Available data:
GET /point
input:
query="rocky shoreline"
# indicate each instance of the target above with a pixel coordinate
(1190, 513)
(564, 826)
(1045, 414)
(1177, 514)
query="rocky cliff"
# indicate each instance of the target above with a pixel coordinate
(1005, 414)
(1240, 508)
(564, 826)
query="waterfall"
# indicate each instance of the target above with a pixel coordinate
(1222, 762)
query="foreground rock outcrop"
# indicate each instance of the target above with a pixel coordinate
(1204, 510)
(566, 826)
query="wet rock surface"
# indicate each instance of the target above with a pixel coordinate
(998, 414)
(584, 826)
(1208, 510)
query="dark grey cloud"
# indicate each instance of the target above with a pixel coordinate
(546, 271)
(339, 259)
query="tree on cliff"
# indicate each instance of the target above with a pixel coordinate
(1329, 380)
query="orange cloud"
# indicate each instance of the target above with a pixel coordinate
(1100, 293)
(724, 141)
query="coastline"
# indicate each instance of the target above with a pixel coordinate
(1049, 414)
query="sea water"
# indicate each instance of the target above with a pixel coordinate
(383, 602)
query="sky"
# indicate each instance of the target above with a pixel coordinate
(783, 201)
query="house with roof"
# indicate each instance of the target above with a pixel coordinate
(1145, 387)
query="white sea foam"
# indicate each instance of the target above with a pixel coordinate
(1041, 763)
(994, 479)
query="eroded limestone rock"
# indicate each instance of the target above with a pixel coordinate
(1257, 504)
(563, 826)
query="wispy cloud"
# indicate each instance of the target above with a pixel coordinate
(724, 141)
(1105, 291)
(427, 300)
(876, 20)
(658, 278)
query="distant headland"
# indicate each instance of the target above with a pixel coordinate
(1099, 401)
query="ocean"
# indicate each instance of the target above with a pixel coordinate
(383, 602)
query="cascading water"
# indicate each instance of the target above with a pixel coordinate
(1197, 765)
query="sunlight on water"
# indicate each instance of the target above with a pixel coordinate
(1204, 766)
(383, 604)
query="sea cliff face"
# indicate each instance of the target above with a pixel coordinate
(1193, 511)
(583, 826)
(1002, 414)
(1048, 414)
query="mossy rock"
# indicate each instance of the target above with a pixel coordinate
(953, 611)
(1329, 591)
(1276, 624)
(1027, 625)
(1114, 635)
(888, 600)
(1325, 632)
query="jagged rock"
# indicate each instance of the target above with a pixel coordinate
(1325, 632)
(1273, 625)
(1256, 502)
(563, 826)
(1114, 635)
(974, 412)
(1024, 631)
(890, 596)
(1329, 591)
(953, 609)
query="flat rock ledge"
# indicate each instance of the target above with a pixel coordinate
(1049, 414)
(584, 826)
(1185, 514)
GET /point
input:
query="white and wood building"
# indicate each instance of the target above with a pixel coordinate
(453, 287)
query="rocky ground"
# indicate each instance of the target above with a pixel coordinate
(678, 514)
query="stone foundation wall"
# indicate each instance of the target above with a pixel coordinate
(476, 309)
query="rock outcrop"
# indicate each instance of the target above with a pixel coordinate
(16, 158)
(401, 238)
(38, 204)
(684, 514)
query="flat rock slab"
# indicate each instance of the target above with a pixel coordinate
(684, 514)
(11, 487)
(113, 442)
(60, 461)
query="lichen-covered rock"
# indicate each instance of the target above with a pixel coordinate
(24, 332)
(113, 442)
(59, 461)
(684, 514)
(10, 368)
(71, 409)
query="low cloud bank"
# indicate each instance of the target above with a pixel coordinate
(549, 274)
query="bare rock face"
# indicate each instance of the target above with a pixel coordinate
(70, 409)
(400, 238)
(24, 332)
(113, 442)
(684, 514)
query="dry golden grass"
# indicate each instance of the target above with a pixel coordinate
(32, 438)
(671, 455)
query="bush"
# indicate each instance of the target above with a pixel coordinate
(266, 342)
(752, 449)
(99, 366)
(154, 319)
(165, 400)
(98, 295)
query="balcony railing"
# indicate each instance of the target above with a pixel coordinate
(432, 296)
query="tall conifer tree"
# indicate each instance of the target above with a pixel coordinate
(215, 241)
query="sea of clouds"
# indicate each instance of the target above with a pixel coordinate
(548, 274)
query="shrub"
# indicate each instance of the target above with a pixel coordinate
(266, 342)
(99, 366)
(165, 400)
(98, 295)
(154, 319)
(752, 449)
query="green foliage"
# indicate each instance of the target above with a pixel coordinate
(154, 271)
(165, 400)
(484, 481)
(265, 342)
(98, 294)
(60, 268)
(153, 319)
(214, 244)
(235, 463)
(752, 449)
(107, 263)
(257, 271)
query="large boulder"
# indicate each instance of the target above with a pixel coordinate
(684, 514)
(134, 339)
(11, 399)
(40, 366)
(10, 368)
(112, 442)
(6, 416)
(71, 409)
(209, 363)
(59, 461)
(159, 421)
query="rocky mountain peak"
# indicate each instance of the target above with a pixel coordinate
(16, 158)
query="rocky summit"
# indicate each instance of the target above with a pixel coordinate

Directions for this task: Look through the material and find each line that includes "outcrop", then copy it.

Output:
query="foreground rock outcrop"
query="rock outcrop"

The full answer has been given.